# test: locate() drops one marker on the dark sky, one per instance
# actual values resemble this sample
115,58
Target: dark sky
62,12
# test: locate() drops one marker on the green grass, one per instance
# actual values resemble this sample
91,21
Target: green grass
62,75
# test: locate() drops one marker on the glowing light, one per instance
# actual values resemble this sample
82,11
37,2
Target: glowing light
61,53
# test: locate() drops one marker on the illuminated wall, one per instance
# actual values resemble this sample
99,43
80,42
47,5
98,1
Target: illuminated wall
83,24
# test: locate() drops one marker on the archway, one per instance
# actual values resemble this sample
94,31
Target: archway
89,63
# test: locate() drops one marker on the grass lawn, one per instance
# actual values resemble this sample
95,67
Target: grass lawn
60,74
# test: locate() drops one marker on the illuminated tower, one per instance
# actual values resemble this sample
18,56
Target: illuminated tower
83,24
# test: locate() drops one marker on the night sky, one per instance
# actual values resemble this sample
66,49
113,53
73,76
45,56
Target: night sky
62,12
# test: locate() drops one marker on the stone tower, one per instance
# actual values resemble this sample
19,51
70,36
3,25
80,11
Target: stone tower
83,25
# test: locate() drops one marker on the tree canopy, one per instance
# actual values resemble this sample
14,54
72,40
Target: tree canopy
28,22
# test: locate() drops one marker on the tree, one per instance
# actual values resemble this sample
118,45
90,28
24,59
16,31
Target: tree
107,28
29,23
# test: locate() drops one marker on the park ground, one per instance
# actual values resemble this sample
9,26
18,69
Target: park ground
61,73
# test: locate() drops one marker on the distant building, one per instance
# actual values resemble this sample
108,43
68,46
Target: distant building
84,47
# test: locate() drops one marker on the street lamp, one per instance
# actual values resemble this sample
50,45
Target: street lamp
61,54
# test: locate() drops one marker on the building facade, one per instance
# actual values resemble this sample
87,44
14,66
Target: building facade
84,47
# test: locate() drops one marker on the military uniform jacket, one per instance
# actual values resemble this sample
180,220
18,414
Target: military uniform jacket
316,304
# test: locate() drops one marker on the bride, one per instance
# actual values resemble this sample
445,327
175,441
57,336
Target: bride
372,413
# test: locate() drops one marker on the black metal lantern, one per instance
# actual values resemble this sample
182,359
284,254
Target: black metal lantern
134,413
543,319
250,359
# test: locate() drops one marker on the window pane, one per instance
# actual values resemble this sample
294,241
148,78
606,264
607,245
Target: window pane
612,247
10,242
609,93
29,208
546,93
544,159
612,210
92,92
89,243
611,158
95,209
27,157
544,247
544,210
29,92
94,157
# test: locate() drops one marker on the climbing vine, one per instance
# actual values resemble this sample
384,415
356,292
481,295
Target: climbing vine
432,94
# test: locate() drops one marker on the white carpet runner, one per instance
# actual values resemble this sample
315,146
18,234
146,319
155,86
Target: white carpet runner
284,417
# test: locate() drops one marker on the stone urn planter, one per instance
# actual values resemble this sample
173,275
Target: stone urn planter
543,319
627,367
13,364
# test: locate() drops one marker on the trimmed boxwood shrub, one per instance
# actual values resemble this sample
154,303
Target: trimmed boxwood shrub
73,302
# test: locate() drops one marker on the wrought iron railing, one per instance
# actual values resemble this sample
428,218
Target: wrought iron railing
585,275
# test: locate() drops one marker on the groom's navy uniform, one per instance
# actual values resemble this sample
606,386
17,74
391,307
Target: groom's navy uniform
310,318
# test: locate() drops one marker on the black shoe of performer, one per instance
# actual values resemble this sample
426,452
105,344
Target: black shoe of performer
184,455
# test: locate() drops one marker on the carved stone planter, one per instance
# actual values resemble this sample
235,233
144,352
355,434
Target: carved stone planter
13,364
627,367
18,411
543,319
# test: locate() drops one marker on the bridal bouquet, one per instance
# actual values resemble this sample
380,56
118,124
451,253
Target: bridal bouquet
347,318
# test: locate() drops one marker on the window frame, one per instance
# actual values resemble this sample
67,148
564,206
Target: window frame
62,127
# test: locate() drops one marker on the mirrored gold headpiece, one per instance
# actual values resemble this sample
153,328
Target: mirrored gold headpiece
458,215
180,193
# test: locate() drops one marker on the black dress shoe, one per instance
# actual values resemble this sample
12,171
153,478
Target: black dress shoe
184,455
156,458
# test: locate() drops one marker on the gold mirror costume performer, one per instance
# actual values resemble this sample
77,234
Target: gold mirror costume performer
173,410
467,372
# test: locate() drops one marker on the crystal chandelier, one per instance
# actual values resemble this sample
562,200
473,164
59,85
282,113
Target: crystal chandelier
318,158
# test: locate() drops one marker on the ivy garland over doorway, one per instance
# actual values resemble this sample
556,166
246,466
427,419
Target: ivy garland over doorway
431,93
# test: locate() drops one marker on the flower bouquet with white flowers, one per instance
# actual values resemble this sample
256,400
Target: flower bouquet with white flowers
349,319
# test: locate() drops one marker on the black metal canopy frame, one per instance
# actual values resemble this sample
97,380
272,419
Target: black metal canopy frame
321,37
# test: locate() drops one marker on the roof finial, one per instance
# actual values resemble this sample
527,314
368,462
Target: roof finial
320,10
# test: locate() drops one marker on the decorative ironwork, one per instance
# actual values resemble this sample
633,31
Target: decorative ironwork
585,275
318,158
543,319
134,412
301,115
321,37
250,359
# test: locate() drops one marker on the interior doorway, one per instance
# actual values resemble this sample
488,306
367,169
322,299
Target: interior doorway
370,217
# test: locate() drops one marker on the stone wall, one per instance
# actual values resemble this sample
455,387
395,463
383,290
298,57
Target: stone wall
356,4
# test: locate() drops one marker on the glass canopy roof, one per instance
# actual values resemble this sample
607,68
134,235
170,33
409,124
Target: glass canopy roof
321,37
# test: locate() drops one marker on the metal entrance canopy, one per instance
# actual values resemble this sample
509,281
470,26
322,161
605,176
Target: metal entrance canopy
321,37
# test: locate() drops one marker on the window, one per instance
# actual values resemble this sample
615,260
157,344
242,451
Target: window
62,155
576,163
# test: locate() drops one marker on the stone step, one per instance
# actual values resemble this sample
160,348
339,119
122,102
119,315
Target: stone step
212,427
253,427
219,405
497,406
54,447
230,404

Your objective: Transcribe all of the entries without alteration.

Response:
# test: locate() drops one marker on the dark sky, one per instance
# actual values resemble this sample
115,58
Target: dark sky
62,12
# test: locate() drops one marker on the green grass, one per instance
# actual values resemble this sample
91,21
Target: green grass
62,75
# test: locate() drops one marker on the glowing light, one per instance
# actual values resemble this sample
82,11
37,2
Target: glowing light
61,53
# test: locate() drops one marker on the illuminated wall, one per instance
# actual values resemble this sample
99,43
80,42
47,5
98,1
Target: illuminated wall
83,24
# test: locate() drops one marker on the archway, one per instance
# actual values resemble this sample
94,31
Target: archway
89,63
# test: locate() drops one marker on the grass lawn, one per instance
# actual values resemble this sample
95,67
Target: grass lawn
60,74
# test: locate() drops one marker on the illuminated tower, one per instance
# actual values resemble this sample
18,56
Target: illuminated tower
83,24
# test: locate() drops one marker on the night sky, one per instance
# actual values resemble this sample
66,49
113,53
73,76
45,56
Target: night sky
62,12
# test: locate() drops one marker on the stone tower, one per instance
# actual values resemble this sample
19,51
70,36
3,25
80,11
Target: stone tower
83,25
# test: locate() drops one marker on the tree canopy, one per instance
# actual values resemble this sample
14,54
72,40
Target: tree canopy
28,22
# test: locate() drops one marker on the tree, one per instance
# actual values resemble this sample
118,45
90,28
24,59
16,31
Target: tree
107,28
29,23
# test: locate() drops one marker on the park ground, one per instance
# actual values resemble this sample
9,26
18,69
Target: park ground
61,73
# test: locate() drops one marker on the distant building, one per instance
# actual values resemble this sample
108,43
68,46
Target: distant building
84,47
# test: locate() drops one marker on the street lamp, one per instance
# actual values resemble this sample
50,45
Target: street lamp
61,54
# test: locate() drops one marker on the building facade, one per instance
# actual values resemble this sample
87,44
14,66
Target: building facade
84,47
# test: locate() drops one marker on the military uniform jacket, one per instance
# actual values resemble this sample
180,220
18,414
Target: military uniform jacket
316,304
# test: locate() drops one marker on the bride, one per instance
# actual values resemble this sample
445,327
175,441
57,336
Target: bride
372,413
# test: locate() drops one marker on the black metal lantern, one per instance
# actual values resemble this sample
182,359
284,254
Target: black metal lantern
134,413
543,319
250,359
# test: locate() drops one marker on the window pane, one per instance
# actual values resemble this sample
294,241
148,78
606,264
607,245
Target: window pane
612,247
10,242
609,93
29,208
546,93
544,159
612,210
92,92
89,243
611,158
95,209
27,157
544,247
544,210
29,92
94,157
# test: locate() drops one marker on the climbing vine, one per instance
# actual values resemble this sample
384,415
356,292
481,295
Target: climbing vine
432,94
# test: locate() drops one marker on the white carpet runner, one per instance
# actual values resemble this sample
315,146
18,234
146,319
155,86
Target: white carpet runner
284,417
# test: locate() drops one marker on the stone urn planter, one per instance
# actual values resemble this sample
173,275
Target: stone urn planter
543,319
627,367
13,364
# test: locate() drops one marker on the trimmed boxwood shrub, one per instance
# actual values resemble this sample
154,303
Target: trimmed boxwood shrub
73,302
# test: locate() drops one marker on the wrought iron railing, one per instance
# actual values resemble this sample
428,218
Target: wrought iron railing
585,275
# test: locate() drops one marker on the groom's navy uniform, one per instance
# actual values resemble this sample
606,386
17,74
391,307
Target: groom's navy uniform
310,318
# test: locate() drops one marker on the black shoe of performer, one per instance
# actual values resemble this sample
426,452
105,344
Target: black shoe of performer
184,455
# test: locate() drops one marker on the carved stone planter, one per instance
# actual values resemble this sample
235,233
144,352
355,434
Target: carved stone planter
13,364
627,367
18,411
543,319
# test: locate() drops one marker on the bridal bouquet, one per instance
# actual values resemble this sample
380,56
118,124
451,253
Target: bridal bouquet
347,318
# test: locate() drops one marker on the window frame, one per instance
# actual values resemble this sample
67,148
564,206
Target: window frame
62,127
# test: locate() drops one marker on the mirrored gold headpiece, one per instance
# actual values resemble this sample
153,328
Target: mirrored gold headpiece
458,215
180,193
# test: locate() drops one marker on the black dress shoe, one per instance
# actual values resemble this sample
12,171
153,478
Target: black dress shoe
184,455
156,458
# test: locate() drops one marker on the gold mirror costume performer, one per instance
# actual values resemble this sample
77,234
Target: gold mirror costume performer
173,410
467,372
# test: locate() drops one marker on the crystal chandelier, one per instance
# actual values resemble this sample
562,200
473,164
59,85
282,113
Target: crystal chandelier
318,158
# test: locate() drops one marker on the ivy garland over doorway, one per instance
# actual values resemble this sample
556,166
246,466
427,419
Target: ivy garland over doorway
431,93
# test: locate() drops one marker on the flower bouquet with white flowers, one per instance
# actual values resemble this sample
256,400
Target: flower bouquet with white flowers
349,319
# test: locate() drops one marker on the black metal canopy frame, one per instance
# actual values resemble this sample
97,380
272,419
Target: black metal canopy frame
321,37
# test: locate() drops one marker on the roof finial, one per instance
# actual values resemble this sample
527,314
368,462
Target: roof finial
320,10
# test: locate() drops one marker on the decorative ironwork, one per instance
# actual values resemble this sample
633,31
Target: decorative ironwork
585,275
318,158
543,319
134,412
301,115
321,37
250,359
# test: locate() drops one marker on the interior doorway, one per instance
# actual values resemble this sample
488,306
367,169
322,299
Target: interior doorway
370,217
# test: locate() drops one marker on the stone wall, one per instance
# actual values resemble this sample
455,387
395,463
383,290
298,57
Target: stone wall
356,4
# test: locate() drops one marker on the glass canopy roof, one per instance
# actual values resemble this sample
607,68
134,235
170,33
409,124
Target: glass canopy roof
321,37
# test: locate() drops one marker on the metal entrance canopy, one per instance
# actual values resemble this sample
509,281
470,26
322,161
605,176
Target: metal entrance canopy
321,37
# test: locate() drops one marker on the window, one per instance
# actual values resemble this sample
615,260
157,344
242,451
Target: window
62,155
576,163
# test: locate() drops one marker on the stone step, one per instance
# actual values resemble this sample
160,348
339,119
122,102
119,315
Target: stone step
212,427
253,427
219,405
497,406
54,447
230,404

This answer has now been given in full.